(Dataset records about object locations)
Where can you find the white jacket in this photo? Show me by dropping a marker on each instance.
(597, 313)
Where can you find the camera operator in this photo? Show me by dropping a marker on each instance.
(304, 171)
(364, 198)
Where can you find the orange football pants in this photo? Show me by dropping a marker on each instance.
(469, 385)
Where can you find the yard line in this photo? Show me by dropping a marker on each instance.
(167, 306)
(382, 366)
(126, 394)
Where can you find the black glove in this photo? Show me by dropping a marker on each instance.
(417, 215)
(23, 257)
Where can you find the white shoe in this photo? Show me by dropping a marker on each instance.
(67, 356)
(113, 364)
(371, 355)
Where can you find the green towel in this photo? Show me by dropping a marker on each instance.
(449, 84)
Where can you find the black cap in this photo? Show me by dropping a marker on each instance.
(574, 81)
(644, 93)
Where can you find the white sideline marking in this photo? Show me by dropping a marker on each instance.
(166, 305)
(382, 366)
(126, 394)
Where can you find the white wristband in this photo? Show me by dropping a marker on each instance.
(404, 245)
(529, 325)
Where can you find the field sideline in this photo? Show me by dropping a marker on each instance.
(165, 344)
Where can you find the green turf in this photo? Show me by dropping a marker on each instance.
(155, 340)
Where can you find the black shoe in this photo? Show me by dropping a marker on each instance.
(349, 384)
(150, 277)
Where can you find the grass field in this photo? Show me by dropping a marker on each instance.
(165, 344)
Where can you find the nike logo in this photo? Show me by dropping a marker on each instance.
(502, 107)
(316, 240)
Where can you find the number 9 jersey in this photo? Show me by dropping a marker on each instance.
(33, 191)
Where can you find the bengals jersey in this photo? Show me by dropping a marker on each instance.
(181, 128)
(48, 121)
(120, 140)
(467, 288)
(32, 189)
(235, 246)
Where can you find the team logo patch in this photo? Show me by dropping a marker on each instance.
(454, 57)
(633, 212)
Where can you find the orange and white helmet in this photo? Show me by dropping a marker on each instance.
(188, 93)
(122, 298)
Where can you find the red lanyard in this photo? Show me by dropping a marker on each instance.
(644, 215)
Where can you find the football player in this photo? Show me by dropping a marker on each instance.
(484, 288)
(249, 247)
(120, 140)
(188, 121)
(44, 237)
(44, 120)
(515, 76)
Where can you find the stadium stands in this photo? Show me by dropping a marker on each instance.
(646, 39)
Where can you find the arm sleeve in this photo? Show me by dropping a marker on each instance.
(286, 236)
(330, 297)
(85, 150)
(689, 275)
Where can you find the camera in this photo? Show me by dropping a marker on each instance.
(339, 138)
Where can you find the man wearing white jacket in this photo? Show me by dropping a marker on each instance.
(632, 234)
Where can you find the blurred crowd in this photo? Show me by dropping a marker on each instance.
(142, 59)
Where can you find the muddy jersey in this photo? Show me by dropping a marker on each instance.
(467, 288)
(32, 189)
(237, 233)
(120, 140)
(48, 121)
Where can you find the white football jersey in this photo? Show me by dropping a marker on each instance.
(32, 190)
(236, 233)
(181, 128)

### SET PROBLEM
Write out exactly the final stretch of the records: the line containing "Where can you find the camera in" and every line after it, through the last, and nothing else.

### SOLVED PROBLEM
Where can you find the camera in this photo? Show me by dropping a marker on each instance.
(339, 138)
Where can you find the man wearing white jacket in this photo? Show me by dropping a marker on each instance.
(632, 234)
Where can you find the blurred crowd in this photo? Show me by dropping a marker on each instance.
(142, 59)
Where can you find the muddy jersey in this photo? Show me by dropping a marker on each instance.
(467, 288)
(32, 189)
(237, 233)
(120, 140)
(48, 121)
Where can you find the white football jersey in this photo? Show me by dropping a marker on each instance.
(32, 190)
(236, 233)
(181, 128)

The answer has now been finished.